■ Activity:
All records after this line are to be returned verbatim.

■ Source material:
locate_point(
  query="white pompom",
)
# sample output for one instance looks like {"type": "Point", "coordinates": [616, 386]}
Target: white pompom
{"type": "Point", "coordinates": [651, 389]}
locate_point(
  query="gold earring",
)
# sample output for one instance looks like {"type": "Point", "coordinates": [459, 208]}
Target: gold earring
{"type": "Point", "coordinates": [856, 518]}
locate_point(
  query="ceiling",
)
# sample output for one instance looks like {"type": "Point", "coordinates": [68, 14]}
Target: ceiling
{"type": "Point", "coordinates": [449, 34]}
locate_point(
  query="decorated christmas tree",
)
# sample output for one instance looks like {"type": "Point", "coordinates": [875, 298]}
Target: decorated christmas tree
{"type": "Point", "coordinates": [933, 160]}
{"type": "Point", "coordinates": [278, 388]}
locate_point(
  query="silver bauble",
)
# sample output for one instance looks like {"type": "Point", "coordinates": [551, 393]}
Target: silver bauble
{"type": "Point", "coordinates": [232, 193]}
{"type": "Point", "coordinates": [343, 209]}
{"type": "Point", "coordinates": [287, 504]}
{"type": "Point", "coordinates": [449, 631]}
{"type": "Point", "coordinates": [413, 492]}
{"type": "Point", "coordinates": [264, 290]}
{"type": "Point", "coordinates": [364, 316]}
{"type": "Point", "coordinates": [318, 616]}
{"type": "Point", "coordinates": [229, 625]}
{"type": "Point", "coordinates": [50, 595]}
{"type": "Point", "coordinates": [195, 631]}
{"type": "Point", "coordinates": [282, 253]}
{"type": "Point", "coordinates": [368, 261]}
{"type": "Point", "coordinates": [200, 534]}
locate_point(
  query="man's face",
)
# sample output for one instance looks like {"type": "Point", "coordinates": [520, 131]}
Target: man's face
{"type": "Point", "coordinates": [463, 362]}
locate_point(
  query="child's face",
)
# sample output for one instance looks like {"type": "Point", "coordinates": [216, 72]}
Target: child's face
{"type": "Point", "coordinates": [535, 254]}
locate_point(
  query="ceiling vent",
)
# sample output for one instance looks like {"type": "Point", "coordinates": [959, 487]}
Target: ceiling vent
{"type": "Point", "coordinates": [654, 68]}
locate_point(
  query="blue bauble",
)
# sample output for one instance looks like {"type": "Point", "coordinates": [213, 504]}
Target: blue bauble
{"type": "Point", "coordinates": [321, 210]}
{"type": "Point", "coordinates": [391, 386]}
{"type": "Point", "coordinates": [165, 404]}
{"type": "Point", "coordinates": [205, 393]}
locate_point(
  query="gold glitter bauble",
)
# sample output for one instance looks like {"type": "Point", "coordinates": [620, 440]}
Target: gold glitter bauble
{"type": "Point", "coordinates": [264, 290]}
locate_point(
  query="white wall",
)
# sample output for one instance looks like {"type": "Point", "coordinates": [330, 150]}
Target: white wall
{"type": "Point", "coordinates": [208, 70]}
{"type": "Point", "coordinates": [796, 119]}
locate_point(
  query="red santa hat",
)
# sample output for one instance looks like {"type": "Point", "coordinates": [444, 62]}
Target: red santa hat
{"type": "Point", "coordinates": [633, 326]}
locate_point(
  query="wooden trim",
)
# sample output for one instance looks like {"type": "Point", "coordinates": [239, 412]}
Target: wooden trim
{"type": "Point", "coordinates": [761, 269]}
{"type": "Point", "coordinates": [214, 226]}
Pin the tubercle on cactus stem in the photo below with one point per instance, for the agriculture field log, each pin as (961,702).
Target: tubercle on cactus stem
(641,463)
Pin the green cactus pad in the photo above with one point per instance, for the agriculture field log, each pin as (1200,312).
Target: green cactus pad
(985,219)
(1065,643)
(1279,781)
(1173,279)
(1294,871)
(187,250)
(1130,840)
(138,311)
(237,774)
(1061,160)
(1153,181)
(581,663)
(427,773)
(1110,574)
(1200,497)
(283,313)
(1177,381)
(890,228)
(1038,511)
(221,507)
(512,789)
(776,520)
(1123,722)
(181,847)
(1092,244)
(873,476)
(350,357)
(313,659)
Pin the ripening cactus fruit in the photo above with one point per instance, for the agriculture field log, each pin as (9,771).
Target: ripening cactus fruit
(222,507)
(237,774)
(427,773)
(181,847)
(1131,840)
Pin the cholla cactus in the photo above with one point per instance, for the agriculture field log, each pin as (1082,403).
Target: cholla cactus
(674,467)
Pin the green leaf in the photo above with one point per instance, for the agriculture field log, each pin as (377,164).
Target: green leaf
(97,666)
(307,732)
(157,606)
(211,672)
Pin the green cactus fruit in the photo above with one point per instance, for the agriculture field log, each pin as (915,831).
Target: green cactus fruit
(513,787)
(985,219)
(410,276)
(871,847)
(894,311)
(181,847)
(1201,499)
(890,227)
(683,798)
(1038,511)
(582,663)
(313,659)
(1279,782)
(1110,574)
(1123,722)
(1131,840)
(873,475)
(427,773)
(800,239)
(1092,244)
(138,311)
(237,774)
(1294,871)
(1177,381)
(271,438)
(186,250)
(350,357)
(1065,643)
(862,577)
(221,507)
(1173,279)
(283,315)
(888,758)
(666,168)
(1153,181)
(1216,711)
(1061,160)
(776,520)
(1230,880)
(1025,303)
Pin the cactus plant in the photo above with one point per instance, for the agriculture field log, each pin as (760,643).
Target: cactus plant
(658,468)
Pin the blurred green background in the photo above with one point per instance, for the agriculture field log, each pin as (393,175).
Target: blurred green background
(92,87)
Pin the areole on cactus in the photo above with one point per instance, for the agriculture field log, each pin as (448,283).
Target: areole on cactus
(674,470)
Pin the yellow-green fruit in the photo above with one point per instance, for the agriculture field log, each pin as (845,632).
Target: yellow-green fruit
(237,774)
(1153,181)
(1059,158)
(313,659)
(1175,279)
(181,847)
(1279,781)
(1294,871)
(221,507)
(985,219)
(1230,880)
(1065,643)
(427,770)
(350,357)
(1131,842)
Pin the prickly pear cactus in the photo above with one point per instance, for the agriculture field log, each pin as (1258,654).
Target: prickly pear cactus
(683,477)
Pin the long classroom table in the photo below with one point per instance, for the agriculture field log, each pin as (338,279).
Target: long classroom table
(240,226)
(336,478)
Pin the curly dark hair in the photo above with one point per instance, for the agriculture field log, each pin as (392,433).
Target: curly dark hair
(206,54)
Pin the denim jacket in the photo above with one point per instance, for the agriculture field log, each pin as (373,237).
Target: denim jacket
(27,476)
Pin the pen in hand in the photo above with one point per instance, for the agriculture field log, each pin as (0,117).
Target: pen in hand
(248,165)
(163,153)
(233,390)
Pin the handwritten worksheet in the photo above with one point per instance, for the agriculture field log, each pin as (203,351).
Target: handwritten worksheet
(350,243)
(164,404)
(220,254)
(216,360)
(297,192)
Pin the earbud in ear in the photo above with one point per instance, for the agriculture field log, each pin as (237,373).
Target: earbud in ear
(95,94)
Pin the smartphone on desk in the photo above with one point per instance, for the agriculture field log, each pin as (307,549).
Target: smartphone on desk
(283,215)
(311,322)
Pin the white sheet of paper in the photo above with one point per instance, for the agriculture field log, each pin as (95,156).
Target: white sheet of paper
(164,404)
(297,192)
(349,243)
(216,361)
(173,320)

■ Response:
locate_point(
  query="white pompom",
)
# sample output for one instance looks like {"type": "Point", "coordinates": [616, 386]}
Target: white pompom
{"type": "Point", "coordinates": [651, 389]}
locate_point(
  query="gold earring",
)
# sample output for one instance looks like {"type": "Point", "coordinates": [459, 208]}
Target: gold earring
{"type": "Point", "coordinates": [856, 518]}
locate_point(
  query="ceiling",
)
# sample output for one instance looks like {"type": "Point", "coordinates": [68, 14]}
Target: ceiling
{"type": "Point", "coordinates": [449, 34]}
locate_point(
  query="decorated christmas tree",
)
# sample output for one instance looks like {"type": "Point", "coordinates": [875, 298]}
Target: decorated christmas tree
{"type": "Point", "coordinates": [933, 160]}
{"type": "Point", "coordinates": [278, 388]}
locate_point(
  query="silver bauble",
)
# sample output for one instance looks like {"type": "Point", "coordinates": [551, 393]}
Target: silver bauble
{"type": "Point", "coordinates": [232, 193]}
{"type": "Point", "coordinates": [343, 209]}
{"type": "Point", "coordinates": [287, 504]}
{"type": "Point", "coordinates": [449, 631]}
{"type": "Point", "coordinates": [413, 492]}
{"type": "Point", "coordinates": [264, 290]}
{"type": "Point", "coordinates": [364, 316]}
{"type": "Point", "coordinates": [318, 616]}
{"type": "Point", "coordinates": [229, 625]}
{"type": "Point", "coordinates": [50, 595]}
{"type": "Point", "coordinates": [195, 631]}
{"type": "Point", "coordinates": [282, 253]}
{"type": "Point", "coordinates": [368, 261]}
{"type": "Point", "coordinates": [200, 534]}
locate_point(
  query="man's face",
)
# sample output for one instance looks like {"type": "Point", "coordinates": [520, 131]}
Target: man's face
{"type": "Point", "coordinates": [463, 362]}
locate_point(
  query="child's face",
)
# sample output for one instance looks like {"type": "Point", "coordinates": [216, 72]}
Target: child's face
{"type": "Point", "coordinates": [535, 254]}
locate_point(
  query="ceiling vent",
)
# sample output for one instance looks like {"type": "Point", "coordinates": [959, 487]}
Target: ceiling vent
{"type": "Point", "coordinates": [654, 68]}
locate_point(
  query="blue bauble",
)
# sample output for one instance looks like {"type": "Point", "coordinates": [213, 504]}
Target: blue bauble
{"type": "Point", "coordinates": [321, 210]}
{"type": "Point", "coordinates": [391, 386]}
{"type": "Point", "coordinates": [165, 404]}
{"type": "Point", "coordinates": [205, 393]}
locate_point(
  query="gold glitter bauble",
)
# sample output for one instance looks like {"type": "Point", "coordinates": [620, 440]}
Target: gold glitter bauble
{"type": "Point", "coordinates": [264, 290]}
locate_point(
  query="white wall",
)
# sample output for one instance looks like {"type": "Point", "coordinates": [330, 150]}
Target: white wall
{"type": "Point", "coordinates": [208, 70]}
{"type": "Point", "coordinates": [796, 119]}
locate_point(
  query="red santa hat",
)
# sample output for one instance looks like {"type": "Point", "coordinates": [444, 62]}
Target: red santa hat
{"type": "Point", "coordinates": [633, 326]}
locate_point(
  query="wooden trim",
)
# sample output for one instance looks like {"type": "Point", "coordinates": [239, 412]}
Target: wooden trim
{"type": "Point", "coordinates": [761, 269]}
{"type": "Point", "coordinates": [214, 226]}
Pin the tubercle on cactus stem in the photo below with one point per instance, for the agriculture field log, each pin as (961,702).
Target: tubercle on cactus stem
(641,463)
Pin the green cactus pad in the photo above with one point per instance, for the agriculture field log, each pin as (1200,312).
Target: green cactus pad
(985,219)
(1065,643)
(1279,781)
(1173,279)
(1294,871)
(187,250)
(1130,840)
(138,311)
(237,774)
(1061,160)
(1153,181)
(581,663)
(427,773)
(1110,574)
(1200,497)
(283,313)
(1177,381)
(890,228)
(1038,511)
(221,507)
(512,789)
(776,520)
(1123,722)
(181,847)
(1092,244)
(873,476)
(350,357)
(313,659)
Pin the ripening cactus fruit in the photo above with one point per instance, for the agriculture field log, each pin as (9,771).
Target: ripening cactus fruit
(222,507)
(237,774)
(427,773)
(181,847)
(1131,840)
Pin the cholla cactus in the photo above with one point per instance, for the agriculture field log, each pin as (1082,403).
Target: cholla cactus
(674,467)
Pin the green leaf in the photo above with one point per instance, for the agriculture field log, each pin as (377,164).
Target: green leaf
(97,666)
(307,732)
(157,606)
(211,672)
Pin the green cactus fruit in the photo above with one point per instance, for the agriculture field log, each pin as (915,831).
Target: green cactus fruit
(513,787)
(985,219)
(410,276)
(871,847)
(894,311)
(181,847)
(1201,499)
(890,227)
(683,798)
(1038,511)
(582,663)
(313,659)
(1279,782)
(1110,574)
(1123,722)
(1131,840)
(873,475)
(427,773)
(800,239)
(1092,244)
(138,311)
(237,774)
(1294,871)
(1177,381)
(271,438)
(186,250)
(350,357)
(1065,643)
(862,577)
(221,507)
(1173,279)
(283,315)
(888,758)
(666,168)
(1153,181)
(1216,711)
(1061,160)
(776,520)
(1230,880)
(1025,303)
Pin the cactus plant in the photo above with one point per instance, for the agriculture field log, each pin as (760,643).
Target: cactus plant
(658,468)
Pin the blurred green background in the photo above with one point per instance, for the agriculture field log, each pin as (393,175).
Target: blurred green background
(92,87)
Pin the areole on cactus in the photo above with one point per instance, for the agriculture field log, each pin as (448,283).
Target: areole on cactus
(674,470)
Pin the yellow-green fruit in the photo above with one point per instance, for the agriculture field log, each pin as (845,632).
Target: yellow-green fruit
(237,774)
(1153,181)
(1059,158)
(313,659)
(1175,279)
(181,847)
(1279,781)
(1294,871)
(221,507)
(985,219)
(1230,880)
(1065,643)
(427,770)
(350,357)
(1131,842)
Pin the prickly pear cactus in the photo above with one point per instance, for the agriculture field log, each pin as (1258,654).
Target: prickly pear cactus
(683,477)
Pin the long classroom table in the photo below with one point per instance, for the agriculture field log, each pin as (338,279).
Target: long classroom table
(240,226)
(336,478)
Pin the curly dark hair in the photo above with one point per instance, for the agriculture field log, each pin as (392,433).
Target: curly dark hair
(206,54)
Pin the denim jacket in the photo above with one point per instance, for the agriculture field log, each pin as (373,237).
Target: denim jacket
(27,476)
Pin the pen in hand in the photo above with one point per instance, for the agriculture field log, each pin as (0,117).
Target: pen in hand
(248,165)
(163,153)
(233,390)
Pin the handwritten worksheet in the photo above with one point per instance, for the agriculture field log, each pin as (203,351).
Target: handwritten worksheet
(350,243)
(164,404)
(220,254)
(216,360)
(297,192)
Pin the earbud in ear in the photo above with one point per instance, for the agriculture field log, each pin as (237,373).
Target: earbud in ear
(95,94)
Pin the smartphone on desk in the photo above with one point per instance, for the agriculture field log, each pin as (307,549).
Target: smartphone on desk
(283,215)
(311,322)
Pin the white sheet of paper in the photo above with one point per instance, for the agriculture field log, each pin as (95,156).
Target: white sheet of paper
(164,404)
(297,192)
(349,243)
(216,361)
(173,320)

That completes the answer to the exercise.